Count the lines in the items below that contain the string "shell". Reply with only that number.

○ ○ ○ ○ ○ ○ ○

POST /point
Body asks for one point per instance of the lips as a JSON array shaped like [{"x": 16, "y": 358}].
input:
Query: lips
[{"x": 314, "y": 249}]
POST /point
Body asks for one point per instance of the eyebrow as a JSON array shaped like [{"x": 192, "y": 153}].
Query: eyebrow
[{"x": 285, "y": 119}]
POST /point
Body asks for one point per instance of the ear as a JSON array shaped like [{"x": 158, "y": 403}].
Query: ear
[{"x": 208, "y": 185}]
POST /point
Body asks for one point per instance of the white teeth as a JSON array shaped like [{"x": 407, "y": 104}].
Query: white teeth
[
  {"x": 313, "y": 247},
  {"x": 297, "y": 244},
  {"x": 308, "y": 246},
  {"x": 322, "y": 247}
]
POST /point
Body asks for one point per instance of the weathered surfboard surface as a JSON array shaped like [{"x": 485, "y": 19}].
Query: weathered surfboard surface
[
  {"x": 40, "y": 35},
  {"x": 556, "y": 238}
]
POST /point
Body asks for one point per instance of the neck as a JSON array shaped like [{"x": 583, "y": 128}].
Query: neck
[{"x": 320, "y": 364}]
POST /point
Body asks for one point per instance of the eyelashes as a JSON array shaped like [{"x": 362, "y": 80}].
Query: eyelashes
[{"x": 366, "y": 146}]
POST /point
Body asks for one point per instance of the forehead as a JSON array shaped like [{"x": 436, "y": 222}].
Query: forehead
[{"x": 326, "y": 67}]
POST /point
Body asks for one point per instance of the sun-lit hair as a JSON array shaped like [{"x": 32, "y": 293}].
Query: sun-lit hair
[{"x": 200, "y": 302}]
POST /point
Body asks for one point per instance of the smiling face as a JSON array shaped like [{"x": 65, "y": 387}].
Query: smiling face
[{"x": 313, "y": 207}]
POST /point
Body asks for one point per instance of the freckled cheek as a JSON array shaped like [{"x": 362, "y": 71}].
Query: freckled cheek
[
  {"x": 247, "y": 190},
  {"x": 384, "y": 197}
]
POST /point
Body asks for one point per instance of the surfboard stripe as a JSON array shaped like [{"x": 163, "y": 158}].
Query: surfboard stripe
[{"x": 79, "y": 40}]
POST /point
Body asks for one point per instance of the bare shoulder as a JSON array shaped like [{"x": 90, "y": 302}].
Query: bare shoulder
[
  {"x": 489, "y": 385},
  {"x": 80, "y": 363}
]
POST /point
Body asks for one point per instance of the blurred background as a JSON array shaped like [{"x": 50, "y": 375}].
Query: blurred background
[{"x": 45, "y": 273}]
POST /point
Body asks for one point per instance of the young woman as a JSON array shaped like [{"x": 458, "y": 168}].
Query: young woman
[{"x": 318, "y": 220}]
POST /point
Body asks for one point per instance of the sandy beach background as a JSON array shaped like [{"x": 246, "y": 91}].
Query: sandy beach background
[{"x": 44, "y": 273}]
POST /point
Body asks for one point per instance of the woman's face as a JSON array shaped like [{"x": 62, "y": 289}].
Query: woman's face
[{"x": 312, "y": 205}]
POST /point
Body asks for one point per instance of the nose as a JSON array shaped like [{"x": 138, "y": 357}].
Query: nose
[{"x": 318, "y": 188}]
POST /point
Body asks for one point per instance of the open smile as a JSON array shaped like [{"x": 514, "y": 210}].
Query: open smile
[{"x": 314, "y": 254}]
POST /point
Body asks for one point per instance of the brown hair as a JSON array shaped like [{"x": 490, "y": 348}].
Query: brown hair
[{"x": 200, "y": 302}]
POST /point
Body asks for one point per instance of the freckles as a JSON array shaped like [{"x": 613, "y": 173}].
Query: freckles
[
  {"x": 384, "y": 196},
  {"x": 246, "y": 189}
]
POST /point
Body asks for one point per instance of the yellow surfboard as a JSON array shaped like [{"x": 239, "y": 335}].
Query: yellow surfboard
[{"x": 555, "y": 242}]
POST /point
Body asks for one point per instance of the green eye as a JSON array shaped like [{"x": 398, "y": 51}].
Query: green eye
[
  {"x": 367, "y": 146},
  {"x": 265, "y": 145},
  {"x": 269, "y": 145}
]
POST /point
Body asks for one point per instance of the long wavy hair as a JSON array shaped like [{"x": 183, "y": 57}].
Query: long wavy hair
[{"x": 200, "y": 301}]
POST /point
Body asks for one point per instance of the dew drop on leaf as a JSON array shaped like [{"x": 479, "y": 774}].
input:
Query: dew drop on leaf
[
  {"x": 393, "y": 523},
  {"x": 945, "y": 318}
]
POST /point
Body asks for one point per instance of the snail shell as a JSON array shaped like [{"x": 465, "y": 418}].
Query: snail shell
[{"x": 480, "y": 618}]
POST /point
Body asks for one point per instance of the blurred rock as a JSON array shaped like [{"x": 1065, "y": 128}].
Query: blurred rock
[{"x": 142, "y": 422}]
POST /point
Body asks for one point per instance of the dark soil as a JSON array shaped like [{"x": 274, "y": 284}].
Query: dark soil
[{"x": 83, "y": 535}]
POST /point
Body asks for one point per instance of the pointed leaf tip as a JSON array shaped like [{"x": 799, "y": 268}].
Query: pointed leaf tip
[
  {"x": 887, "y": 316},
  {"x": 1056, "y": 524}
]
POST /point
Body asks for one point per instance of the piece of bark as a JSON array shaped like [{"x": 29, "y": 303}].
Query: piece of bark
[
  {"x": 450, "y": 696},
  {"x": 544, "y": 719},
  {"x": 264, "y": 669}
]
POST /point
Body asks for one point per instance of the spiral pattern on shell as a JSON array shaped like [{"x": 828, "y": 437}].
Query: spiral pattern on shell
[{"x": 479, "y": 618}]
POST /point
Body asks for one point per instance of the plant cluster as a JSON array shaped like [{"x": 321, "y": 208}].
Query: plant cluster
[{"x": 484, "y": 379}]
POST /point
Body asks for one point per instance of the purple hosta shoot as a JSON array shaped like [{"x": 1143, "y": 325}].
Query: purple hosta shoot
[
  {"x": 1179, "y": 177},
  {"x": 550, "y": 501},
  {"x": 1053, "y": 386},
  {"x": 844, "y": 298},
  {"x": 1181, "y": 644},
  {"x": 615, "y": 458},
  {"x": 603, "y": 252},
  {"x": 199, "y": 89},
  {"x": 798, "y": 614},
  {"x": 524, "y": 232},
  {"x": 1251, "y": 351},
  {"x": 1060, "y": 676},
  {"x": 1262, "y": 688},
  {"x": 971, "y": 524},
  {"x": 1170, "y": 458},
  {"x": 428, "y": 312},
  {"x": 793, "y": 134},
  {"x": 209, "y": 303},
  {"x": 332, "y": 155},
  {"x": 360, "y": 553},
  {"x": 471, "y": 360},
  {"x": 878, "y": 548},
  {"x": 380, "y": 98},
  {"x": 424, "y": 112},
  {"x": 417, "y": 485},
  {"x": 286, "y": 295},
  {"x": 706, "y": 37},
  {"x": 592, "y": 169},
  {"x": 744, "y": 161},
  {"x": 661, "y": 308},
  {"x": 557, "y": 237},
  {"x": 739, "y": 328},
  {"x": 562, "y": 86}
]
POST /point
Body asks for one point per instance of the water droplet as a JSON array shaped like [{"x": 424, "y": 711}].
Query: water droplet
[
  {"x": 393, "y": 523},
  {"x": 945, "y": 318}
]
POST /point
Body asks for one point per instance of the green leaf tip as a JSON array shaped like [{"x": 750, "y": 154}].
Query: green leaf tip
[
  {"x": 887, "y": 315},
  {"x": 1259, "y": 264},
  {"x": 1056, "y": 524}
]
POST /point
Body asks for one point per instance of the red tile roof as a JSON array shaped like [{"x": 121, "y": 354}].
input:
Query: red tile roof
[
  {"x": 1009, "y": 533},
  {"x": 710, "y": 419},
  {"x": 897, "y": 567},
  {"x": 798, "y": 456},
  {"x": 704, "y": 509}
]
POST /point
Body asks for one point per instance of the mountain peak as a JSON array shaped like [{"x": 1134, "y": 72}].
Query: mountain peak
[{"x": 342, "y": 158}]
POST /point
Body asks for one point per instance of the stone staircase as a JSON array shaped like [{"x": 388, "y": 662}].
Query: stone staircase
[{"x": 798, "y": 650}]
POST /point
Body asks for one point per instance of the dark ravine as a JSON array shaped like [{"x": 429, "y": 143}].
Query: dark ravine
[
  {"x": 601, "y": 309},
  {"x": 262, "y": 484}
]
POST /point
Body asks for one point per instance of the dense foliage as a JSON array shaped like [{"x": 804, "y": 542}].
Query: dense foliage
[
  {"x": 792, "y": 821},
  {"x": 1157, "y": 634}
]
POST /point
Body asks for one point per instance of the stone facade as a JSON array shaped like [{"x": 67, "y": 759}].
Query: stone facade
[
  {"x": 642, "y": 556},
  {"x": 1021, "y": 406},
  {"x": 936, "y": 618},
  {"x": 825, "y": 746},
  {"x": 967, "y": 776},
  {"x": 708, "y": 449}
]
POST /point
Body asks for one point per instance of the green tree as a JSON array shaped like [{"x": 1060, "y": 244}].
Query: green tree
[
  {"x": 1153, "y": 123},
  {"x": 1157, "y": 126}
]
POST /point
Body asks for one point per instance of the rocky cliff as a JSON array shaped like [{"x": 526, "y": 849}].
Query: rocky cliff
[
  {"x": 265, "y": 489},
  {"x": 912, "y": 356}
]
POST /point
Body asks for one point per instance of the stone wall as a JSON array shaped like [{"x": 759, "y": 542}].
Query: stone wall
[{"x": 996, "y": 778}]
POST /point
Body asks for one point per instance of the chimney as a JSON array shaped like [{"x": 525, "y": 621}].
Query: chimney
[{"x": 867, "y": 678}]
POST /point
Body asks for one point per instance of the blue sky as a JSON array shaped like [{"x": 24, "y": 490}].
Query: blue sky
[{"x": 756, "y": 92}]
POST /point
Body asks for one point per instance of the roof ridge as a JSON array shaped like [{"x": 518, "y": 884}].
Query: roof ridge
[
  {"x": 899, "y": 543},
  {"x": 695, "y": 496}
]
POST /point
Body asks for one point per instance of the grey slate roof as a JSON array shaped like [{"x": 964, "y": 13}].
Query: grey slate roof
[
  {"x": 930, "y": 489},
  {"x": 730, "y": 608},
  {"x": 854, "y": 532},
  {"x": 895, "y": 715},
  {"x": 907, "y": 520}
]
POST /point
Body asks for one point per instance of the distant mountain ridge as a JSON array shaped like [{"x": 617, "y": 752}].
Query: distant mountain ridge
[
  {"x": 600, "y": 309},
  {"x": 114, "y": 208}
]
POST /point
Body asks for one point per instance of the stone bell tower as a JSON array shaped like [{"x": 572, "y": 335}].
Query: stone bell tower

○ ○ ○ ○ ○ ○ ○

▶ _Final answer_: 4